* _TASK_
Can you rewrite the records from the line with "[tag] utility pole (a dot for each instance)" through the end of the records, swapping "Emitted" for "Predicted" and leaving everything else unchanged?

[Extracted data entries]
************

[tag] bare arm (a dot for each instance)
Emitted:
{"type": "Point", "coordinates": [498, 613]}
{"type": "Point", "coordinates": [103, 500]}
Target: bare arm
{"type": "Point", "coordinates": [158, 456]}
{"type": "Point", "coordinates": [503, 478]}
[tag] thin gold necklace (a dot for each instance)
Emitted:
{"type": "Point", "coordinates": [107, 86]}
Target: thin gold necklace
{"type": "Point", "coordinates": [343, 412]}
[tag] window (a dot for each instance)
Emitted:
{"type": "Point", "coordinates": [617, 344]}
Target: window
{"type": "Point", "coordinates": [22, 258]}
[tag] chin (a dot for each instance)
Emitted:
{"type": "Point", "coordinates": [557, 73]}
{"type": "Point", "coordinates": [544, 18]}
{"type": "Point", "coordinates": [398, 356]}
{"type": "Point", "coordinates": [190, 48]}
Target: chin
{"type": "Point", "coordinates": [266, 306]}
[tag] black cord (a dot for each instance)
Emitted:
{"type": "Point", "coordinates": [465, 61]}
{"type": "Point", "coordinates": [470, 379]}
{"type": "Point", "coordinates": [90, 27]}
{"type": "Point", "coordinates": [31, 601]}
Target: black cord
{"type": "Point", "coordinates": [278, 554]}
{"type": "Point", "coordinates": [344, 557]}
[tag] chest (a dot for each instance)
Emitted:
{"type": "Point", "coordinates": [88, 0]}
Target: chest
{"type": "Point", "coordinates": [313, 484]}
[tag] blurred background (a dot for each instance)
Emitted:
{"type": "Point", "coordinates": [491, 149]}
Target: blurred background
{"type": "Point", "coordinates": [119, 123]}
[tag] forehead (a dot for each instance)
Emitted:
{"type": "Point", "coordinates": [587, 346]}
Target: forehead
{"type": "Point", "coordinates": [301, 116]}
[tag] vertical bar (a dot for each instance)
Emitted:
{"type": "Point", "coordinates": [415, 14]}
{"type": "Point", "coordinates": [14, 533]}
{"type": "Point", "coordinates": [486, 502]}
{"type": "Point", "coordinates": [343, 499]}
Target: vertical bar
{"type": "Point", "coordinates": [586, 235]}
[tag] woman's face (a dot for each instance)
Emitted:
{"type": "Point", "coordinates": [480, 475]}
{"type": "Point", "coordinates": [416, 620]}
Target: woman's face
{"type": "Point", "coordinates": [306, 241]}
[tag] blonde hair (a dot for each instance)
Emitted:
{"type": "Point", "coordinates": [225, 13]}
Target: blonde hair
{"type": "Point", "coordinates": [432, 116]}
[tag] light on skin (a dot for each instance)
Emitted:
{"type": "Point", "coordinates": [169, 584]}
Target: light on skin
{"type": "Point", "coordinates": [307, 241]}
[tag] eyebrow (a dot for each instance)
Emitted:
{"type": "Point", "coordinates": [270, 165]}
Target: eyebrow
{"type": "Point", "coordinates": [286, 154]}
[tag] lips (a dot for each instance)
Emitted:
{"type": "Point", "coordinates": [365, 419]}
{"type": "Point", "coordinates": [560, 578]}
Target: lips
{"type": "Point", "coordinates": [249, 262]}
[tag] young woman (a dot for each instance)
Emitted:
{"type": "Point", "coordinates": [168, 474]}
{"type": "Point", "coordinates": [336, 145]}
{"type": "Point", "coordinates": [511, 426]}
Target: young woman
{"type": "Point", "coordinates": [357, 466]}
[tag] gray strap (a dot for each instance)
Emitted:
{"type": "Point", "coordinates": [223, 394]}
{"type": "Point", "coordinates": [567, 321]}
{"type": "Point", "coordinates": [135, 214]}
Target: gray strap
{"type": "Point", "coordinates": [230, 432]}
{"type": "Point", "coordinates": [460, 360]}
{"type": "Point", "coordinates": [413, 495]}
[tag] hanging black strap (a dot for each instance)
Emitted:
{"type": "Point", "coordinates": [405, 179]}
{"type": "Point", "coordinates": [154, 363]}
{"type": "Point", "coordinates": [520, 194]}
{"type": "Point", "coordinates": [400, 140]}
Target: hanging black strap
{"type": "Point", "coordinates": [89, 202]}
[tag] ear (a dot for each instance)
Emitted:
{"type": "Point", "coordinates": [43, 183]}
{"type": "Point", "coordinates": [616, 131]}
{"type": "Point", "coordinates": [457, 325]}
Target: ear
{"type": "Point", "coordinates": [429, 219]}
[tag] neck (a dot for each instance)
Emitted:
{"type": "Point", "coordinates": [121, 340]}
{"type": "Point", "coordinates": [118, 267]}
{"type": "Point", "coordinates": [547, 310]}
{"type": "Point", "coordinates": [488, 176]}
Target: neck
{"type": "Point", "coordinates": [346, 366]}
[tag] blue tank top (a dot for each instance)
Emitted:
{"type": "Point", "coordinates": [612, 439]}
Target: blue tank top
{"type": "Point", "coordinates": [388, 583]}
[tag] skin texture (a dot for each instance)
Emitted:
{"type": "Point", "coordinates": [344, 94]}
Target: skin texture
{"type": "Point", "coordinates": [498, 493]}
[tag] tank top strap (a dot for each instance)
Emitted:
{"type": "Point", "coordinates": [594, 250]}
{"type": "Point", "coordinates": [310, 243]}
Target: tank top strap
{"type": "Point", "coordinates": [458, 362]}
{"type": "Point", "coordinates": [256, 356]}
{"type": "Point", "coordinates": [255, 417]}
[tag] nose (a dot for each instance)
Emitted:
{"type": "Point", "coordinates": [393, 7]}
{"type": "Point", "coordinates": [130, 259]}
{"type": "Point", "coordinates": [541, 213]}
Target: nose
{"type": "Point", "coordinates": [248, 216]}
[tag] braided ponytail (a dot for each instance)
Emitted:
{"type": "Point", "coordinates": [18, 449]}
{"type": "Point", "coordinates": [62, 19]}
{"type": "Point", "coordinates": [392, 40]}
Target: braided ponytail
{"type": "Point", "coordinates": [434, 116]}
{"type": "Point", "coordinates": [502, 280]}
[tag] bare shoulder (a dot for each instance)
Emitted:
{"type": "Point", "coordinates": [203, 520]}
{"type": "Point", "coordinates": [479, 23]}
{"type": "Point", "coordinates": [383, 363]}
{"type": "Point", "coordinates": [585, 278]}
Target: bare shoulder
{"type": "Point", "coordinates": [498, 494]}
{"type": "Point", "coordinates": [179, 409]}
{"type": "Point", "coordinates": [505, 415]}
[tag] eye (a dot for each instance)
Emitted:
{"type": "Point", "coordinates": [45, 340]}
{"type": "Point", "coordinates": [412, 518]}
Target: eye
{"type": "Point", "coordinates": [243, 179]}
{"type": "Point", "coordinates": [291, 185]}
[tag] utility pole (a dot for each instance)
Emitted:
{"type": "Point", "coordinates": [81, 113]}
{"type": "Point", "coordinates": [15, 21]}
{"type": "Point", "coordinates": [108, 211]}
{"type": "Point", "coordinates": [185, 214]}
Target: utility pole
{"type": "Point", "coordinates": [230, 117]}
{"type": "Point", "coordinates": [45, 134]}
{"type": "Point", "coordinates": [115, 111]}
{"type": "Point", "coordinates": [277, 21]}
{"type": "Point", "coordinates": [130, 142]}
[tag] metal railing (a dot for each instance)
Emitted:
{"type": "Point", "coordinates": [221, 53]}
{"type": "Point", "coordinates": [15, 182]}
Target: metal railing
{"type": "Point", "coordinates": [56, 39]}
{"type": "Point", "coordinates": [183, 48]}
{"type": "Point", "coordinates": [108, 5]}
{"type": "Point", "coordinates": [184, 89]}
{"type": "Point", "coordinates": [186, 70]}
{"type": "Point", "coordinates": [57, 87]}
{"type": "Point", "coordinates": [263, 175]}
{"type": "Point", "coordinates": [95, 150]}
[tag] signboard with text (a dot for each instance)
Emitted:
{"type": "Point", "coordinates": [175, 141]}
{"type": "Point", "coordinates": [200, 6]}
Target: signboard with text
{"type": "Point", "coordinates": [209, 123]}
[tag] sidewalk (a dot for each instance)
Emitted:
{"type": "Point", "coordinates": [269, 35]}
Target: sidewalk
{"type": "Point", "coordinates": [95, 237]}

************

* _TASK ANSWER_
[tag] utility pole (a dot for each instance)
Predicted:
{"type": "Point", "coordinates": [81, 113]}
{"type": "Point", "coordinates": [15, 21]}
{"type": "Point", "coordinates": [108, 211]}
{"type": "Point", "coordinates": [185, 214]}
Target: utility pole
{"type": "Point", "coordinates": [230, 117]}
{"type": "Point", "coordinates": [45, 134]}
{"type": "Point", "coordinates": [115, 111]}
{"type": "Point", "coordinates": [277, 21]}
{"type": "Point", "coordinates": [130, 142]}
[tag] metal railing (a dot for each instance)
Predicted:
{"type": "Point", "coordinates": [221, 53]}
{"type": "Point", "coordinates": [15, 182]}
Target: metal railing
{"type": "Point", "coordinates": [56, 39]}
{"type": "Point", "coordinates": [183, 48]}
{"type": "Point", "coordinates": [108, 5]}
{"type": "Point", "coordinates": [184, 89]}
{"type": "Point", "coordinates": [186, 70]}
{"type": "Point", "coordinates": [57, 87]}
{"type": "Point", "coordinates": [263, 175]}
{"type": "Point", "coordinates": [95, 150]}
[tag] signboard with text (a dot for each instance)
Predicted:
{"type": "Point", "coordinates": [175, 141]}
{"type": "Point", "coordinates": [200, 6]}
Target: signboard with text
{"type": "Point", "coordinates": [209, 123]}
[tag] sidewalk (a dot for each instance)
Predicted:
{"type": "Point", "coordinates": [269, 35]}
Target: sidewalk
{"type": "Point", "coordinates": [95, 237]}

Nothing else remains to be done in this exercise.